Page extract →

Flashcards optimize for recall. Exams demand reconstruction.

The moment that inspired Sandbox was this: If you can’t draw it and teach it without notes, you don’t fully understand it.

In a world where AI can instantly give answers, the real differentiator is the ability to explain your thinking. We didn’t want another tool that generates solutions - we wanted a tool that evaluates understanding. Sandbox was built to turn students from answer-consumers into idea-builders.

What it does

Sandbox is an AI-powered teach-back workspace designed to help students learn by explaining ideas visually and verbally. Instead of asking, “What’s the answer?”, Sandbox asks, “Can you reconstruct the idea?” The core belief is that true understanding comes from being able to teach a concept - not just recall it.

The user flow begins with signing in through Supabase authentication and organizing content into folders by subject or topic. Students upload dense material such as PDFs, lecture slides, or notes. When they start a learning session, they ask a question based on their uploaded content and then record themselves drawing and explaining their reasoning.

Source data
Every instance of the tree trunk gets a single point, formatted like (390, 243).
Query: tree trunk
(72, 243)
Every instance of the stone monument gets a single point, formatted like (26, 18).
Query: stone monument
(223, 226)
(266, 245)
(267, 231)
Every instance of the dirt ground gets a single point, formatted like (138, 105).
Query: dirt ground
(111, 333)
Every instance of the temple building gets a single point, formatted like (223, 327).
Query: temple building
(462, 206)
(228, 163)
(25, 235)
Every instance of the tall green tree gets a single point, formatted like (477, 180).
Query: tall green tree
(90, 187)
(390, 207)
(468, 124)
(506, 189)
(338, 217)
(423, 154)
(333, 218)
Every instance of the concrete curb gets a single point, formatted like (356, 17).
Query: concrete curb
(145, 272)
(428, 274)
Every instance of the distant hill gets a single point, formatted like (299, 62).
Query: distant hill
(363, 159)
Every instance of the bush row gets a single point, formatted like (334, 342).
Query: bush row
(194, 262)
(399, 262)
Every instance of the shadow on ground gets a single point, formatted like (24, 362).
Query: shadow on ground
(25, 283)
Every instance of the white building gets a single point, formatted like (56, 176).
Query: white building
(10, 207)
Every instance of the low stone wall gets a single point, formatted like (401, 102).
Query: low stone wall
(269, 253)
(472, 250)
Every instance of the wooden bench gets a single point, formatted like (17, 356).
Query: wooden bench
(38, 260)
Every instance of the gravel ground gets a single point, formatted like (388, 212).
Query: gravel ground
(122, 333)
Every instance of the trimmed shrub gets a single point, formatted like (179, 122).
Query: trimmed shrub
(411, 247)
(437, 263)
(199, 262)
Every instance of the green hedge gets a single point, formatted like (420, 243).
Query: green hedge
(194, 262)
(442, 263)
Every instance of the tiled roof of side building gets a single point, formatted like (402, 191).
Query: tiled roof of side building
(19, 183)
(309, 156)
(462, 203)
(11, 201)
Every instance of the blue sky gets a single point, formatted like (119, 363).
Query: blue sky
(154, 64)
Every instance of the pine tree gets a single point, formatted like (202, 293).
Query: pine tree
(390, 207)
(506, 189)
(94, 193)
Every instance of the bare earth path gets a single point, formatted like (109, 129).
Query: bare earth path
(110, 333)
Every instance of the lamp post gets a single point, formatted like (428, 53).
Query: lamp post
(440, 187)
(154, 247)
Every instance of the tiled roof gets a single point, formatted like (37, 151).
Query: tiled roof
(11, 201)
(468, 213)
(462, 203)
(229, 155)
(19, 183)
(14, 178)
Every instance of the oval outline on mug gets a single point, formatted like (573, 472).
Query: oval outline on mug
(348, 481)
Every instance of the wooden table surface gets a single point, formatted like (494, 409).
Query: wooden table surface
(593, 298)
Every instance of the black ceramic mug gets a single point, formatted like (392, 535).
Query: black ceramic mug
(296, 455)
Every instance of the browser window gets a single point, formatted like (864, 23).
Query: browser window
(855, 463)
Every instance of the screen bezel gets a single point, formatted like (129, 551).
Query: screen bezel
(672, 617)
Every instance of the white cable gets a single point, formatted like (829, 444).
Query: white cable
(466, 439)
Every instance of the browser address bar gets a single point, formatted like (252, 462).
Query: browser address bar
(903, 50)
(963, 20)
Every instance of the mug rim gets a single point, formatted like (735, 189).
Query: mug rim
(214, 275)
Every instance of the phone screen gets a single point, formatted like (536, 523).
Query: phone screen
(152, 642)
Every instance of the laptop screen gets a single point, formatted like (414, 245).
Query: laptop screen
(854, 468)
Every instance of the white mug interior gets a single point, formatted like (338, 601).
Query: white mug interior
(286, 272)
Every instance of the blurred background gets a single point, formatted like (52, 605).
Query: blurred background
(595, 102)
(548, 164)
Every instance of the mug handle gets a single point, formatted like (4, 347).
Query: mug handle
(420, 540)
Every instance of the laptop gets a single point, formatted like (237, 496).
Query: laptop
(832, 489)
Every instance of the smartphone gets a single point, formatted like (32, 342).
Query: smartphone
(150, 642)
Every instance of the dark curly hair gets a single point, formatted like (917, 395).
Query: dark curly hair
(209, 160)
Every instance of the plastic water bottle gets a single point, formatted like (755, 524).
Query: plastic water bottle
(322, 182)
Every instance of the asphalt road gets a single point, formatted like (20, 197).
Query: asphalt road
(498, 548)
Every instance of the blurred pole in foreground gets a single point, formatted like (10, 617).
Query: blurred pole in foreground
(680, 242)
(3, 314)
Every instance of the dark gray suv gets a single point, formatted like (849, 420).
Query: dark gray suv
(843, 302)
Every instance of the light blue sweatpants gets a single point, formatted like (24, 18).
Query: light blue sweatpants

Problem statement →
Continue the page extract describing the Sandbox teach-back workspace, picking up after its last sentence.

Answer to the problem →
Rather than returning a solution, Sandbox evaluates the student’s explanation. It analyzes conceptual coverage, structural clarity, logical flow, missing components, and potential misconceptions. The goal is not to check whether the answer is correct, but to measure how deeply the student understands the system.

We model understanding as something more nuanced than binary accuracy. Instead of grading correctness, Sandbox evaluates understanding as a function of coverage, structure, causal reasoning, and conceptual connections:

U = f(coverage, structure, causal reasoning, connections)

Sandbox gives feedback on how well a student rebuilt the system from memory - not whether they memorized it.

How we built it

We architected Sandbox as a full-stack, AI-powered system centered around grounded document understanding and multimodal evaluation. The system is designed to tightly integrate structured content ingestion, semantic retrieval, and real-time teach-back analysis into a single cohesive learning workflow. Rather than building a simple Q&A interface, we engineered a pipeline that transforms static documents into structured, retrievable knowledge representations that power evaluation of student reasoning.

On the frontend, we built a modular web application using React and Next.js (v16 with Turbopack), written in TypeScript for type safety and maintainability. The application follows a folder-based architectural structure that mirrors the cognitive model of learning: subjects contain folders, folders contain documents, and documents power sessions. The codebase reflects this modular philosophy, with clearly separated concerns across components such as a custom Canvas for drawing explanations, folder upload panels for document ingestion, dashboard sidebars for structured navigation, subject and folder dialog modals, sandbox session cards, and authentication providers.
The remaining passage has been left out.